Texte de la page ::
Euphorie sportive, par Patrice C.
La soirée d'hier mardi a au moins tenu une promesse qu'on nous avait vendue à l'avance : celle du bonheur
collectif retrouvé, tant il est vrai qu'il n'y a rien de tel qu'un moment de
communion nationale dûment homologué autour d'un événement sportif. C'est
donc devant un exploit en devenir et tout à fait éventuel que la France était
conviée et ce bonheur hypothétique se trouvait sur une pelouse sise au Stade de
France.
Les aventures de l'équipe nationale de foot ayant été
sujettes à caution de par leurs résultats antérieurs, la tension partageait le
pays en deux clans, les optimistes et les pessimistes, le tout entaché
quelquefois du mépris dû à des sportifs
érigés en représentants de la morosité nationale.

Travail demandé ::
Pour chaque énoncé, dites par oui ou non s'il concorde avec le texte sur l'euphorie sportive, et citez mot pour mot le passage qui tranche.
1. La soirée dont parle l'auteur était un mardi.
2. L'événement avait lieu sur une pelouse du Stade de France.
3. Avant le match, le pays était uni dans l'optimisme.
Les enregistrements n'interviennent en rien ici.

Données fournies ::
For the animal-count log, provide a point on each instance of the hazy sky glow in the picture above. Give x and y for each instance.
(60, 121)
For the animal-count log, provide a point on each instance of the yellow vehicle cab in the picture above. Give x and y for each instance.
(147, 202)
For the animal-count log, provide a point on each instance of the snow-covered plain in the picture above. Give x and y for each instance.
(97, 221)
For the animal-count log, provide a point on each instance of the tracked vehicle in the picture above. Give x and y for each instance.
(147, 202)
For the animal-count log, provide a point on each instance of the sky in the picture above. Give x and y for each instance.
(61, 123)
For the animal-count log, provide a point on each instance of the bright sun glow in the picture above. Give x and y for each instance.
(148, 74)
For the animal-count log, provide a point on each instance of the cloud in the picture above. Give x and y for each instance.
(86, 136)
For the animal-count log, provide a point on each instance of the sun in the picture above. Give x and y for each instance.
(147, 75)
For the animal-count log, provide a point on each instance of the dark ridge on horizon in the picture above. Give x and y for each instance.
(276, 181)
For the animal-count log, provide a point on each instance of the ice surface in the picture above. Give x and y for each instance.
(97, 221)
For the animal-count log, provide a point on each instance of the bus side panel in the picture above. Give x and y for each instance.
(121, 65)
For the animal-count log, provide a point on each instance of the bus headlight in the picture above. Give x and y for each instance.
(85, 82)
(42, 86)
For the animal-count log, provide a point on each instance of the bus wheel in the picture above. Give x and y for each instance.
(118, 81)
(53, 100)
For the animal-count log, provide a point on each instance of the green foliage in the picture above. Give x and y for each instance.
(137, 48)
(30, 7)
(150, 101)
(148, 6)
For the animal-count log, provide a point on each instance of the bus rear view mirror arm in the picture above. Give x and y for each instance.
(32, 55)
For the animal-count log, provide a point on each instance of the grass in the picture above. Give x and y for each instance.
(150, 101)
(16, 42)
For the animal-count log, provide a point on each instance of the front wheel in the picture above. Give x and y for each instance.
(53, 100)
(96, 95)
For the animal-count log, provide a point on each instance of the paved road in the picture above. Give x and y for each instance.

Réponse attendue ::
1. Oui : « La soirée d'hier mardi ».
2. Oui : « sur une pelouse sise au Stade de France ».
3. Non : « la tension partageait le pays en deux clans, les optimistes et les pessimistes ».